[Selected text start]

The white-red-white flag () is a historic flag used by the Belarusian Democratic Republic in 1918 before Western Belarus was occupied by the Second Polish Republic and Eastern Belarus was occupied by Soviet Union as well as it formed a Soviet republic, which was known as Byelorussian Soviet Socialist Republic, then by the Belarusian national movement in Western Belarus followed by widespread unofficial use during the German occupation of Belarus between 1941 and 1944, and again after it regained its independence in 1991 until the 1995 referendum. 

Opposition groups have continued to use this flag, though its display in Belarus has been restricted by the government of Belarus, which claims it is linked with Nazi collaboration due to its use by Belarusian collaborators during World War II. The white-red-white flag has been used in protests against the government, most recently the 2020–2021 Belarusian protests, and by the Belarusian diaspora.

Colour scheme

History

Creation
The design of the flag used between 19 September 1991 and 5 June 1995 had originally been devised by the Belarusian Democratic Republic (March to December 1918). The original person behind the design of the flag is believed to have been Klawdziy Duzh-Dushewski before 1917 and this design is known in Belarusian as the  (; literally "white-red-white flag"). Red and white have traditionally been used in the Coat of arms of Lithuania (), the state heraldry of the Grand Duchy of Lithuania and also the Polish–Lithuanian Commonwealth, both of which included lands that are now Belarus. There are several other theories explaining the flag's origin. One theory speaks of an allusion to the name of the country, White Ruthenia.

Interwar period
In 1918, the Belarusian People's Republic (BNR) was proclaimed, the symbols of which became the coat of arms "Pahonia" and the white-red-white flag. On 11 August, the newspaper Svobodnaya Belarus published the first official description of the flag and coat of arms. From 1919 to 1920, the white-red-white flag was used by Belarusian military formations as part of the Polish and Lithuanian armies. In 1920, the flag was used by participants in the Slutsk uprising.

[Selected text end]
[Items start]

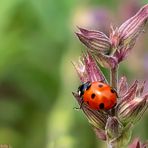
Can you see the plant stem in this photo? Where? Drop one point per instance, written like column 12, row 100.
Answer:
column 114, row 82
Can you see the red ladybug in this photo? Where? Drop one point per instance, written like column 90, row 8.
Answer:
column 98, row 95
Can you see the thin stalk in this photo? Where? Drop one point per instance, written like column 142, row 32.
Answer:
column 114, row 82
column 114, row 77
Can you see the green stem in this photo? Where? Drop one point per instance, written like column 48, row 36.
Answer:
column 114, row 77
column 114, row 83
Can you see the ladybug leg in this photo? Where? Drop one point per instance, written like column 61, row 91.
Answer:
column 81, row 103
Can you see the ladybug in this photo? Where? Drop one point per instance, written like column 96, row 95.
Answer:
column 97, row 95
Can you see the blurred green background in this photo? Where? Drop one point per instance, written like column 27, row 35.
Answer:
column 37, row 45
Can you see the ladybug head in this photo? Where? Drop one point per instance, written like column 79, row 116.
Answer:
column 82, row 88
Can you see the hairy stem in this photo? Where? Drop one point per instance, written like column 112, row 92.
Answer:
column 114, row 77
column 114, row 82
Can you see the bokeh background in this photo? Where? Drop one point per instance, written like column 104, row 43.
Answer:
column 37, row 45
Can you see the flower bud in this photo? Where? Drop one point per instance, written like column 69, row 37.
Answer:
column 132, row 110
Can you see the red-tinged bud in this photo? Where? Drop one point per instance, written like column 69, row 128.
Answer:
column 117, row 134
column 106, row 61
column 113, row 128
column 114, row 37
column 122, row 86
column 129, row 31
column 138, row 144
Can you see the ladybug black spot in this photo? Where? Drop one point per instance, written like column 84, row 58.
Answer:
column 101, row 106
column 88, row 102
column 93, row 96
column 100, row 85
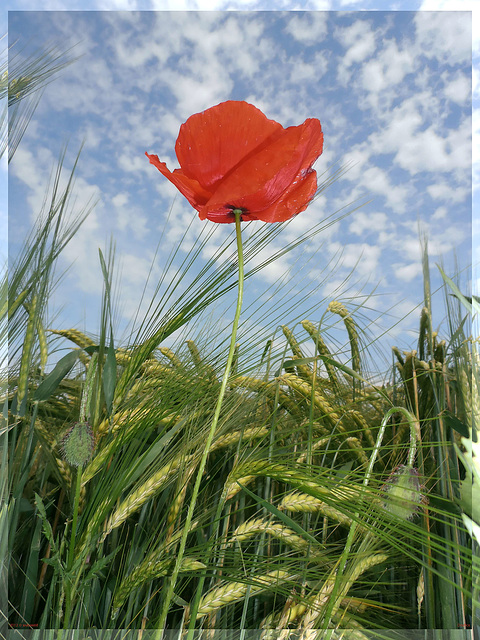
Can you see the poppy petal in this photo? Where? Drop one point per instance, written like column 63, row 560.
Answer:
column 190, row 188
column 212, row 143
column 294, row 200
column 258, row 182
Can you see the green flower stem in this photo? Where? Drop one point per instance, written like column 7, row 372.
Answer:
column 203, row 461
column 332, row 604
column 76, row 504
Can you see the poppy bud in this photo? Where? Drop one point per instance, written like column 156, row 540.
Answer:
column 403, row 493
column 78, row 444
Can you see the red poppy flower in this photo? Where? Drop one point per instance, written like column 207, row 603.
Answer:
column 232, row 156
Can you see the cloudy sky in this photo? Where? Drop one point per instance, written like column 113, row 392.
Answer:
column 392, row 89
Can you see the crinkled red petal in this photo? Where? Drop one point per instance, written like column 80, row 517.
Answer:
column 212, row 143
column 268, row 176
column 190, row 188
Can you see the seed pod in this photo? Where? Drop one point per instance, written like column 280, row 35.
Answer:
column 403, row 493
column 78, row 444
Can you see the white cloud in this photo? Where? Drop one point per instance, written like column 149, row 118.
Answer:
column 458, row 89
column 308, row 28
column 448, row 40
column 368, row 223
column 407, row 272
column 359, row 41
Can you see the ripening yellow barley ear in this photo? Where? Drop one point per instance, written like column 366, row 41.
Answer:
column 403, row 493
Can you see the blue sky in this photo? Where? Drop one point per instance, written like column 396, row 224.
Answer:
column 391, row 88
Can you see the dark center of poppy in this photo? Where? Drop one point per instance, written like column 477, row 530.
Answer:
column 237, row 210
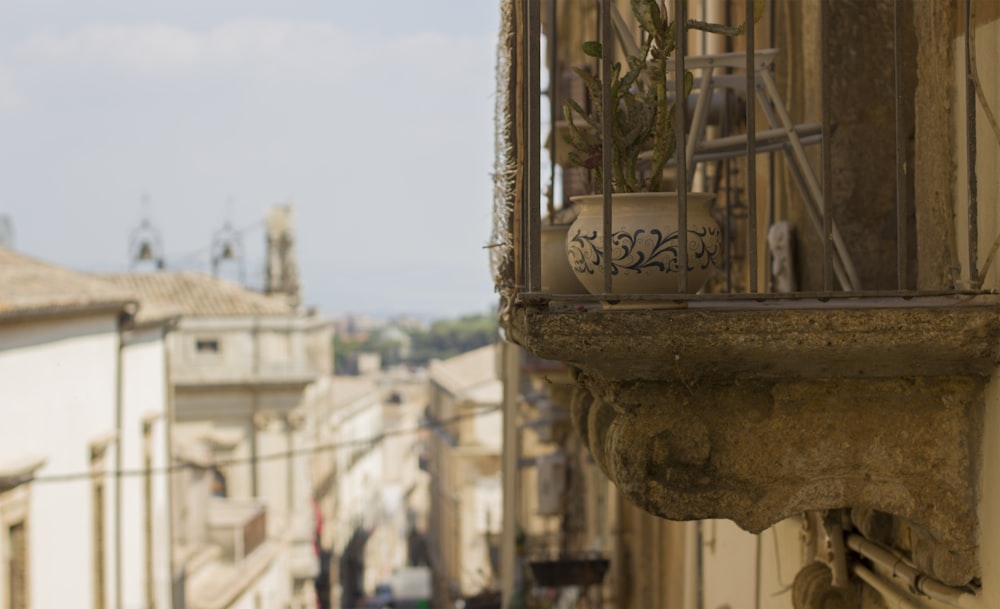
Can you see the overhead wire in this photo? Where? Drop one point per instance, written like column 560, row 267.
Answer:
column 285, row 454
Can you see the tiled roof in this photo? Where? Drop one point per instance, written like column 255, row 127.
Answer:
column 200, row 295
column 32, row 287
column 471, row 375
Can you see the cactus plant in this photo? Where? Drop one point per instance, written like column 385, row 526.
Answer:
column 643, row 113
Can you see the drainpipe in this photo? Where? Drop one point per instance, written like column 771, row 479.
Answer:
column 508, row 542
column 254, row 381
column 915, row 579
column 168, row 382
column 126, row 321
column 147, row 491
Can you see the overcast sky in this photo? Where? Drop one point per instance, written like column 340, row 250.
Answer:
column 374, row 117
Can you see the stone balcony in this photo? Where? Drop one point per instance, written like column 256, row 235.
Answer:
column 755, row 411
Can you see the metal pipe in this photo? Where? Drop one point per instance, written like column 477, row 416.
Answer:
column 607, row 124
column 550, row 42
column 534, row 144
column 680, row 107
column 893, row 596
column 751, row 69
column 827, row 160
column 901, row 198
column 970, row 134
column 919, row 581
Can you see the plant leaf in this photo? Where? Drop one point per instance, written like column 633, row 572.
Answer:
column 593, row 48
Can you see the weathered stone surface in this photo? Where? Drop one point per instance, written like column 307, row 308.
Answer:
column 873, row 339
column 757, row 415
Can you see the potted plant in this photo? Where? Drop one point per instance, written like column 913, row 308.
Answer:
column 645, row 242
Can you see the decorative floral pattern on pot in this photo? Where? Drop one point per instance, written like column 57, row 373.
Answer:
column 644, row 245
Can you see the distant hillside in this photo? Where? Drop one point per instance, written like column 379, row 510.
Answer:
column 414, row 345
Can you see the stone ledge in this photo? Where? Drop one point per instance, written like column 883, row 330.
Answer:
column 758, row 414
column 875, row 338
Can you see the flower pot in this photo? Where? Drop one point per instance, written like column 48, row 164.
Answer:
column 644, row 243
column 557, row 276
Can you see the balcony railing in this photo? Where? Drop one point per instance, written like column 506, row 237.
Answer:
column 746, row 205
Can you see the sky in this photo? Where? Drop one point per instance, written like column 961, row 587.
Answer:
column 374, row 118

[Items end]

## Work to do
(1) In the text on the white-red-white flag, edit everything from "Colour scheme" down to "country, White Ruthenia.", putting "Klawdziy Duzh-Dushevsky" in place of "Klawdziy Duzh-Dushewski".
(2) Translate this sentence from the text on the white-red-white flag into Spanish: "In 1920, the flag was used by participants in the Slutsk uprising."
The listing plays no part in what comes next.

## Full answers
(1)
Colour scheme

History

Creation
The design of the flag used between 19 September 1991 and 5 June 1995 had originally been devised by the Belarusian Democratic Republic (March to December 1918). The original person behind the design of the flag is believed to have been Klawdziy Duzh-Dushevsky before 1917 and this design is known in Belarusian as the  (; literally "white-red-white flag"). Red and white have traditionally been used in the Coat of arms of Lithuania (), the state heraldry of the Grand Duchy of Lithuania and also the Polish–Lithuanian Commonwealth, both of which included lands that are now Belarus. There are several other theories explaining the flag's origin. One theory speaks of an allusion to the name of the country, White Ruthenia.

(2) En 1920, la bandera fue utilizada por los participantes en el levantamiento de Slutsk.